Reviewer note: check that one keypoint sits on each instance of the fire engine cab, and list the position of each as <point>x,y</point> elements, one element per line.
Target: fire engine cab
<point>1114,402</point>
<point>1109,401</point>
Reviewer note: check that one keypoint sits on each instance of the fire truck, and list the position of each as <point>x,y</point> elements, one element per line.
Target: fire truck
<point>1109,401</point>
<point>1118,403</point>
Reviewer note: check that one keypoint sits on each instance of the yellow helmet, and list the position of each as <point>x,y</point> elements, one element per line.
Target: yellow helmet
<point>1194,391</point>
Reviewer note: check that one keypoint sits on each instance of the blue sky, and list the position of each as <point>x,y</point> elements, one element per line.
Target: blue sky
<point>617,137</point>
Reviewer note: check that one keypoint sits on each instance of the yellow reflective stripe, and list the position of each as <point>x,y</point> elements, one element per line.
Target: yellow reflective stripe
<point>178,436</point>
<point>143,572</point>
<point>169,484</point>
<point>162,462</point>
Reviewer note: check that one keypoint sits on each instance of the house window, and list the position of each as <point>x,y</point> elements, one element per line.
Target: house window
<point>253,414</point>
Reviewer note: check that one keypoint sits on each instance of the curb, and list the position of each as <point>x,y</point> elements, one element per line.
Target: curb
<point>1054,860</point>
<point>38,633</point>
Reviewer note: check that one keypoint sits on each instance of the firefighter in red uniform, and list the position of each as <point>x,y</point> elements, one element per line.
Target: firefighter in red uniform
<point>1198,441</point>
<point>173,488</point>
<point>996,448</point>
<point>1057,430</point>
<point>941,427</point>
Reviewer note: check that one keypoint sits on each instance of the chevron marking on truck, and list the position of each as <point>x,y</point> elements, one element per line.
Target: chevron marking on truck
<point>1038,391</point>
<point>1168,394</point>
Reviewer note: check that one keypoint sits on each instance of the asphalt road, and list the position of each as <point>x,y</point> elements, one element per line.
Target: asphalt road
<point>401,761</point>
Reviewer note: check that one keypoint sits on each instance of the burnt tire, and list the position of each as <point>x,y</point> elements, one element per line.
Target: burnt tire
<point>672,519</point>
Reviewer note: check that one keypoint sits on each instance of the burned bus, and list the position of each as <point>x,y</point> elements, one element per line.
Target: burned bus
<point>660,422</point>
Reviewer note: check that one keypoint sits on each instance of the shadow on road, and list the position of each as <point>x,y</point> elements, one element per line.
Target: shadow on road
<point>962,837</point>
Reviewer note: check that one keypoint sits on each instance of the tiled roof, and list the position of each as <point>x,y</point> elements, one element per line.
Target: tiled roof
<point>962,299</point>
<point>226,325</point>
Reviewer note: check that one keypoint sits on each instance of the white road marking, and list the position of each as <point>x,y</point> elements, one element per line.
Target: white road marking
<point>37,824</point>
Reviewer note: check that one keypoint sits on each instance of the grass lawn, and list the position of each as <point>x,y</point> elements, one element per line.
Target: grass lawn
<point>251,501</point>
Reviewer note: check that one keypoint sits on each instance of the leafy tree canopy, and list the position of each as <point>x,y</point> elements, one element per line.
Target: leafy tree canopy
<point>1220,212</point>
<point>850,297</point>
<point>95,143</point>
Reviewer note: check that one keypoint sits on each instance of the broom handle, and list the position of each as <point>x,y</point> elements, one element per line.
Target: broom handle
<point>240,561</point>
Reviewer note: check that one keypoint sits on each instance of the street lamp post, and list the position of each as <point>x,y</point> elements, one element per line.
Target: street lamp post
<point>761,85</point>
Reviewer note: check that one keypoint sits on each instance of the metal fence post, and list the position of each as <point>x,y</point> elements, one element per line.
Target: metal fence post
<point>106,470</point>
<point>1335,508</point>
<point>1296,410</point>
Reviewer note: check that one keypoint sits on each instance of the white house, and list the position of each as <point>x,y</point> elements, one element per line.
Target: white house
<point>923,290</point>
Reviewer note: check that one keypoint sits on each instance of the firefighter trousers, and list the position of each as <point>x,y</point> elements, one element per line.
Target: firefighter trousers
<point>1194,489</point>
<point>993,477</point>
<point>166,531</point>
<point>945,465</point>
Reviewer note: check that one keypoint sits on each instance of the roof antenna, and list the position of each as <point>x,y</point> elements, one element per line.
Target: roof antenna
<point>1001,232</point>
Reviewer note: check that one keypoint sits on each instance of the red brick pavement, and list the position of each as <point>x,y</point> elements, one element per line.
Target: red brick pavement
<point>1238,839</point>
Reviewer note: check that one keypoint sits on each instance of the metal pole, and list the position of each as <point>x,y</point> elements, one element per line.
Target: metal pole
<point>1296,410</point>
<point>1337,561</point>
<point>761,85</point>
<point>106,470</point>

════════════════════

▸ **Problem details**
Turn all of the rows above into a single numbered list, one line per item, and leave out any blank lines.

▸ **Response below**
1. Reviewer note: check that one keypoint sits on each instance of the fire engine cab, and list the position of each as <point>x,y</point> elements, one element per line.
2. Target: fire engine cab
3. <point>1114,402</point>
4. <point>1109,401</point>
5. Reviewer note: check that one keypoint sits on each instance of the fire truck, and list the position of each as <point>x,y</point> elements, one element per line.
6. Target: fire truck
7. <point>1109,401</point>
8. <point>1118,403</point>
9. Reviewer note: check that one keypoint sits on each instance of the yellow helmet, and list the position of each as <point>x,y</point> elements, one element per line.
10. Target: yellow helmet
11. <point>1194,391</point>
12. Reviewer note: check that one keypoint sits on each instance of the blue sky, and list the position of each as <point>x,y</point> elements, one element per line.
13. Target: blue sky
14. <point>617,137</point>
15. Reviewer note: check that one keypoint sits on each instance of the yellow reflective stripe, and list the position of each as <point>x,y</point> elements, one element per line.
16. Target: yellow reflective stripe
17. <point>178,436</point>
18. <point>143,572</point>
19. <point>169,484</point>
20. <point>162,462</point>
21. Reviewer note: check that one keypoint sits on each instance of the house window, and list the position of each as <point>x,y</point> elements, one element per line.
22. Target: house window
23. <point>253,414</point>
24. Reviewer note: check that one keypoint sits on each instance of the curb, and list the position of each as <point>x,y</point> elements, one element per line.
25. Target: curb
26. <point>1054,860</point>
27. <point>38,633</point>
28. Reviewer note: check that one keypoint sits on each instance of the firefighter in red uniform, and list the position of each as <point>x,y</point> elements, one element per line.
29. Target: firefighter in red uniform
30. <point>1198,441</point>
31. <point>173,488</point>
32. <point>996,448</point>
33. <point>1057,430</point>
34. <point>941,427</point>
35. Reviewer note: check that one keypoint sits on each instance of the chevron marking on truck, and list the position of each as <point>x,y</point> elements, one element per line.
36. Target: chevron marking on truck
37. <point>1038,391</point>
38. <point>1168,394</point>
39. Reviewer note: check that one keypoint sits on each instance of the asphalt road, and list the position of each as <point>x,y</point> elements, one element per line.
40. Target: asphalt road
41. <point>401,761</point>
42. Reviewer note: check that one keypoint sits on each instance of the burnt tire, and list the position of each as <point>x,y</point> elements, one element per line.
43. Target: burnt tire
44. <point>672,519</point>
45. Reviewer note: check that one keypoint sits on each instance of the burned bus, and list the position of each as <point>x,y</point> elements, one element per line.
46. Target: burned bus
47. <point>660,422</point>
48. Reviewer note: check that one keypoint sits on each instance of the shadow on road, and list the position of each as <point>x,y</point> elements, one element per line.
49. Target: shadow on road
50. <point>962,837</point>
51. Reviewer note: check that one keypoint sits on each instance of the tiled roof, and list the position of each as <point>x,y</point> elements, one element per line.
52. Target: tiled roof
53. <point>962,299</point>
54. <point>226,325</point>
55. Reviewer note: check that one keypoint sits on each instance of the white road marking, and list the position of each as <point>x,y</point> elements, one element per line.
56. Target: white road marking
57. <point>37,824</point>
58. Reviewer note: check that one keypoint sits on each instance of the grass lawn, and list the position of each as <point>x,y</point> elements, one element per line.
59. Target: grass lawn
60. <point>251,501</point>
61. Reviewer note: check that one keypoint sits on each instance of the leafy tree canopy, and list the position of each as <point>x,y</point> elements, one element per line.
62. Target: leafy tree canopy
63. <point>1220,212</point>
64. <point>850,297</point>
65. <point>95,143</point>
66. Reviewer note: check that one keypoint sits on each instance of the broom handle, and list the position of each as <point>x,y</point> elements, one element per line.
67. Target: broom handle
68. <point>240,561</point>
69. Reviewer note: check that one keypoint sits on each instance of the street lamp post, and list the position of each as <point>x,y</point> elements, one element per line.
70. Target: street lamp post
71. <point>761,85</point>
72. Reviewer note: check that one keypoint sits on each instance of the metal fence post, and list the position of each as <point>x,y</point> elements, one element per line.
73. Target: metal fence post
74. <point>106,470</point>
75. <point>1335,508</point>
76. <point>1296,410</point>
77. Reviewer note: check that one keypoint sits on each instance of the white house, and list the position of each as <point>x,y</point> elements, one element per line.
78. Target: white house
79. <point>923,290</point>
80. Reviewer note: check that one keypoint sits on each instance of the firefighter trousers, and list the position of each as <point>x,y</point> elements, one element per line.
81. Target: firefighter trousers
82. <point>1194,489</point>
83. <point>993,477</point>
84. <point>166,531</point>
85. <point>945,465</point>
86. Reviewer note: check that one keypoint sits on each instance of the roof antenna, and list the position of each as <point>x,y</point> elements, one element per line.
87. Target: roof antenna
88. <point>1001,232</point>
89. Reviewer note: check that one keypoint sits on each instance of the red brick pavement, and list the position of each as <point>x,y</point> elements, one element per line.
90. Target: red brick pavement
91. <point>1238,839</point>
92. Reviewer note: check that one keypoint sits on each instance of the metal pole, and list the position of each as <point>x,y</point> elements, one element per line.
93. Target: metal pole
94. <point>1296,410</point>
95. <point>1337,561</point>
96. <point>761,85</point>
97. <point>106,470</point>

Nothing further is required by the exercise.